[WRITTEN INSTRUCTION]: Repeat the listing below in full, exactly as it stands.

[SUPPLIED MATERIAL]:
****

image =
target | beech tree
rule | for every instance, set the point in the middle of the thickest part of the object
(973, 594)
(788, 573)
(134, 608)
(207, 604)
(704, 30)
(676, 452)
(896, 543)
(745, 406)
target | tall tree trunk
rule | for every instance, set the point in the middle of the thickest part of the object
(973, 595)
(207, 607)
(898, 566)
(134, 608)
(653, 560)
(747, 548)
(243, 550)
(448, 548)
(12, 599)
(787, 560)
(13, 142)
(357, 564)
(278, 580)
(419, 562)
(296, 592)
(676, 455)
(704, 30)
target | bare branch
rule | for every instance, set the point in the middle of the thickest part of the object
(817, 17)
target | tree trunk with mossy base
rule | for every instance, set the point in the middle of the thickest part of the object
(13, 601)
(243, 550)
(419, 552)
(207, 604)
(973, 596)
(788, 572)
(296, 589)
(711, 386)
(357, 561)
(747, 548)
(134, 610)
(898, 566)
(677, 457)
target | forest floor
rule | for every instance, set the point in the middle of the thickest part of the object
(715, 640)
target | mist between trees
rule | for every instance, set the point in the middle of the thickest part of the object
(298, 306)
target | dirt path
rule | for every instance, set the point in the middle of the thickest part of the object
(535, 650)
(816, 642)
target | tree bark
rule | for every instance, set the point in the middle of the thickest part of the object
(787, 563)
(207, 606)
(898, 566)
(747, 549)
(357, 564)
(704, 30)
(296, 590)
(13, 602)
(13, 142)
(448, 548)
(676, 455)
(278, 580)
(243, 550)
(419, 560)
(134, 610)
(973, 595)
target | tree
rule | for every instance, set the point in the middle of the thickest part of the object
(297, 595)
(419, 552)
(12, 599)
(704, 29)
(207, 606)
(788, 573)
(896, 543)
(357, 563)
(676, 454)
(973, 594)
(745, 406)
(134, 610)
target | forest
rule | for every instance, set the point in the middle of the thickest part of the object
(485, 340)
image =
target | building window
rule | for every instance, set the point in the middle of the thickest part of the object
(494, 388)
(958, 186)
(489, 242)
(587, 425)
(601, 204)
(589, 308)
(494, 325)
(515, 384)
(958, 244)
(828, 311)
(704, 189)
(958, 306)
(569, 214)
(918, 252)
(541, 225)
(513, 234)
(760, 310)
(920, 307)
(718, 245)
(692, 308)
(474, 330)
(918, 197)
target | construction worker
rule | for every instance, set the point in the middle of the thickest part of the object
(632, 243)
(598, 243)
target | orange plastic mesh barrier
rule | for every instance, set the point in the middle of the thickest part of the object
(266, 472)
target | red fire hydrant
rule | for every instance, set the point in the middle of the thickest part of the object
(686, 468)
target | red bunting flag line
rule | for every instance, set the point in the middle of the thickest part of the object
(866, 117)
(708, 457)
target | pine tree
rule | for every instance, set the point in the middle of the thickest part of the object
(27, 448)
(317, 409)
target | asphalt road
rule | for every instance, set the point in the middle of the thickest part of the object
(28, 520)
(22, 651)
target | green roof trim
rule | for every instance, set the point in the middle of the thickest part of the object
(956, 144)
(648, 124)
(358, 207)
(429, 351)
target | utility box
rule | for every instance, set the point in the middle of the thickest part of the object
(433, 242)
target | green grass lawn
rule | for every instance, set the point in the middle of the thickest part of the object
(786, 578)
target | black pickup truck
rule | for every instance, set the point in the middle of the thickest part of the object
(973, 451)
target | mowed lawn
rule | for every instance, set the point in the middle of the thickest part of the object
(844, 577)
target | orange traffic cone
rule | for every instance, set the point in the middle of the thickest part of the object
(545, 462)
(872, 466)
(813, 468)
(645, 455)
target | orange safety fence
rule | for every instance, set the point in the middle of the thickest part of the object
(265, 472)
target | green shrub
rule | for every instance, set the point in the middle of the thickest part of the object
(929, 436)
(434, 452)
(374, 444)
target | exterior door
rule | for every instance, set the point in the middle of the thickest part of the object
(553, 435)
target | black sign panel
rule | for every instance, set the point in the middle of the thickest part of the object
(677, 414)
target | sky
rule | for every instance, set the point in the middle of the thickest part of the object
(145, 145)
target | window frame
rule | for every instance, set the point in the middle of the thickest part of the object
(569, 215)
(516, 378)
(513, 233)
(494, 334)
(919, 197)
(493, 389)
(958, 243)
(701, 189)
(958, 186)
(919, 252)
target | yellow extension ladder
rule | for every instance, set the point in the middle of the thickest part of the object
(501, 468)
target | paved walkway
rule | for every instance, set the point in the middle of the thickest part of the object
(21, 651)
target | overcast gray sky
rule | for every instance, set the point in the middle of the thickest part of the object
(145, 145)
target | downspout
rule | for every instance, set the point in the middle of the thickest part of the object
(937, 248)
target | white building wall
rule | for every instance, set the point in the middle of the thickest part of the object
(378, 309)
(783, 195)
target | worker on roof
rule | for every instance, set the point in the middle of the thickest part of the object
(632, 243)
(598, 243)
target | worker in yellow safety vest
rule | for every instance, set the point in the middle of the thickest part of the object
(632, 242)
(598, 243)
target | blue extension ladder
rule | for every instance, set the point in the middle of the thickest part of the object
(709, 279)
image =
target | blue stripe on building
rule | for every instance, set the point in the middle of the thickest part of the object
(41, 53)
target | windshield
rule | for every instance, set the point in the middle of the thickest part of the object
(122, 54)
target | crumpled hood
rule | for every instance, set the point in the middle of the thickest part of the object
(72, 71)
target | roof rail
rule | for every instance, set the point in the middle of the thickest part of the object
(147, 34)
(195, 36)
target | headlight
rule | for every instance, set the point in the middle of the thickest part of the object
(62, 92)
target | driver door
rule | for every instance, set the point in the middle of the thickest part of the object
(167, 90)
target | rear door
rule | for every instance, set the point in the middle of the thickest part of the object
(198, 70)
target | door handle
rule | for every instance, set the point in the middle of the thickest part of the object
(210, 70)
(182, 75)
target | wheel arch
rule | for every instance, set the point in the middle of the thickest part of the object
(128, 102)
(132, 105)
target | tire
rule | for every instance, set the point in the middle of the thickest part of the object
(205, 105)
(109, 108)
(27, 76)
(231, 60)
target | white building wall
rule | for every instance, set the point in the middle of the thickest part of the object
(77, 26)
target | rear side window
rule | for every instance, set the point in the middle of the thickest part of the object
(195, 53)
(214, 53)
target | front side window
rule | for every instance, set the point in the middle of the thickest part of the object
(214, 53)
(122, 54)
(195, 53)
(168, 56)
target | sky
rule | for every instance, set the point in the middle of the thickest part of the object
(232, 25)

****

[RESPONSE BELOW]:
image =
target | beech tree
rule | for every instance, set the point in the middle of the thickest part of the object
(973, 594)
(788, 573)
(134, 608)
(207, 604)
(704, 30)
(676, 452)
(896, 543)
(745, 406)
target | tall tree trunk
rule | for every instance, set the point in the middle of the thickest part of the object
(973, 595)
(207, 607)
(898, 566)
(134, 608)
(653, 560)
(747, 548)
(243, 550)
(448, 548)
(12, 599)
(787, 560)
(13, 142)
(357, 564)
(278, 580)
(419, 562)
(296, 592)
(676, 455)
(704, 30)
target | bare branch
rule | for every instance, set the point in the middle of the thickest part of the object
(817, 17)
target | tree trunk with mossy base
rule | for every instance, set the point in the middle of the thickest part of the object
(13, 601)
(243, 550)
(419, 552)
(207, 604)
(973, 596)
(788, 572)
(296, 589)
(711, 386)
(357, 561)
(747, 548)
(134, 610)
(898, 566)
(677, 457)
target | forest floor
rule | for every instance, set the point in the middle of the thickest part of the object
(715, 640)
target | mist between trees
rule | for every instance, set the point in the middle of the thickest part of the object
(298, 306)
target | dirt path
rule | for every instance, set the point in the middle of the thickest part of the object
(535, 650)
(816, 642)
target | tree bark
rule | for every instance, set the point in the middle of the thickest part of the object
(787, 563)
(207, 606)
(898, 566)
(747, 549)
(357, 564)
(704, 30)
(296, 590)
(13, 602)
(13, 142)
(448, 548)
(676, 455)
(278, 580)
(243, 550)
(419, 560)
(134, 610)
(973, 595)
target | tree
rule | for every instance, set the point in the middle of the thickest part of the object
(297, 595)
(419, 552)
(12, 599)
(704, 29)
(207, 606)
(788, 573)
(896, 543)
(357, 563)
(676, 454)
(973, 594)
(745, 406)
(134, 610)
target | forest
rule | for every instance, set the point in the middle of the thickest part of the object
(485, 340)
image =
target | building window
rule | for every instance, set the point in the middle of the thickest part of the object
(494, 388)
(958, 186)
(489, 242)
(587, 425)
(601, 204)
(589, 308)
(494, 325)
(515, 384)
(958, 244)
(828, 311)
(704, 189)
(958, 306)
(569, 214)
(918, 252)
(541, 225)
(513, 234)
(760, 310)
(920, 307)
(718, 245)
(692, 308)
(474, 330)
(918, 197)
target | construction worker
rule | for every instance, set the point in the middle of the thickest part of the object
(632, 243)
(598, 243)
target | orange plastic mesh barrier
rule | for every instance, set the point in the middle of the thickest part of the object
(266, 472)
target | red fire hydrant
rule | for every instance, set the point in the middle of the thickest part of the object
(686, 468)
target | red bunting flag line
rule | for every instance, set the point in the middle of the thickest part of the object
(866, 117)
(708, 457)
target | pine tree
rule | for every instance, set the point in the middle of the thickest part of the object
(27, 448)
(317, 409)
target | asphalt road
rule | for every instance, set the point in the middle of the thickest part of the object
(28, 520)
(22, 651)
target | green roof trim
rule | for every instance, set the point in the middle of the thickest part of the object
(956, 144)
(648, 124)
(358, 207)
(429, 351)
target | utility box
rule | for every instance, set the point in the middle of the thickest part of the object
(433, 242)
target | green grass lawn
rule | for every instance, set the point in the middle of the thickest part of the object
(786, 578)
target | black pickup truck
rule | for every instance, set the point in the middle of the thickest part of the object
(973, 451)
target | mowed lawn
rule | for every instance, set the point in the middle of the thickest part of the object
(844, 577)
target | orange traffic cone
rule | for every instance, set the point in the middle of the thickest part of the object
(545, 462)
(872, 466)
(813, 468)
(645, 455)
target | orange safety fence
rule | for every instance, set the point in the middle of the thickest part of the object
(265, 472)
target | green shrub
rule | for every instance, set the point in the middle of the thickest part of the object
(929, 436)
(434, 452)
(374, 444)
target | exterior door
rule | for every instance, set the point in the middle of the thickest part of the object
(553, 435)
target | black sign panel
rule | for every instance, set the point in the middle of the thickest part of the object
(677, 414)
target | sky
rule | for every instance, set the point in the middle of the thickest part of the object
(145, 145)
target | window frame
rule | for every instance, set the point in the middle of the thickest part of the object
(569, 215)
(516, 378)
(513, 233)
(494, 334)
(919, 197)
(493, 389)
(958, 243)
(701, 189)
(958, 186)
(919, 252)
target | yellow extension ladder
rule | for every instance, set the point in the middle of the thickest part of the object
(501, 468)
target | paved walkway
rule | for every instance, set the point in the middle of the thickest part of the object
(21, 651)
target | overcast gray sky
rule | for every instance, set the point in the middle of the thickest part of the object
(145, 145)
target | downspout
rule | for every instance, set the point in the middle of the thickest part of the object
(937, 248)
target | white building wall
rule | for every instance, set the point in the middle of the thickest part of the object
(378, 309)
(783, 195)
target | worker on roof
rule | for every instance, set the point in the middle of the thickest part of the object
(632, 243)
(598, 243)
target | worker in yellow safety vest
rule | for every instance, set the point in the middle of the thickest part of the object
(632, 242)
(598, 243)
target | blue extension ladder
rule | for every instance, set the point in the middle of the thickest part of the object
(709, 279)
image =
target | blue stripe on building
rule | for every instance, set the point in the middle of the thickest part of the object
(41, 53)
target | windshield
rule | for every instance, set the point in the middle of the thickest part of the object
(122, 54)
target | crumpled hood
rule | for every instance, set the point in the middle of the thickest part of the object
(72, 71)
target | roof rail
rule | for every instance, set the point in the middle of the thickest part of the object
(147, 34)
(195, 36)
target | headlight
rule | for every instance, set the point in the middle of the thickest part of the object
(62, 92)
target | driver door
rule | for every instance, set the point in the middle of the thickest part of the object
(167, 90)
target | rear door
rule | for every instance, set the point in the middle of the thickest part of the object
(198, 70)
target | door handle
rule | for every instance, set the point in the middle of the thickest part of the object
(210, 70)
(182, 75)
target | wheel arch
rule | for every instance, set the point in the middle of the thickest part of the object
(128, 102)
(132, 105)
target | tire
rule | for every instance, set the point in the middle of the thickest part of the object
(205, 105)
(109, 108)
(27, 76)
(231, 60)
target | white building wall
rule | for every instance, set the point in the middle of the thickest part of the object
(77, 26)
target | rear side window
rule | for every instance, set the point in the middle of the thickest part of the object
(195, 53)
(214, 53)
target | front side window
rule | for every instance, set the point in the middle of the thickest part of the object
(214, 53)
(122, 54)
(195, 53)
(168, 56)
target | sky
rule | for every instance, set the point in the middle of the thickest part of the object
(232, 25)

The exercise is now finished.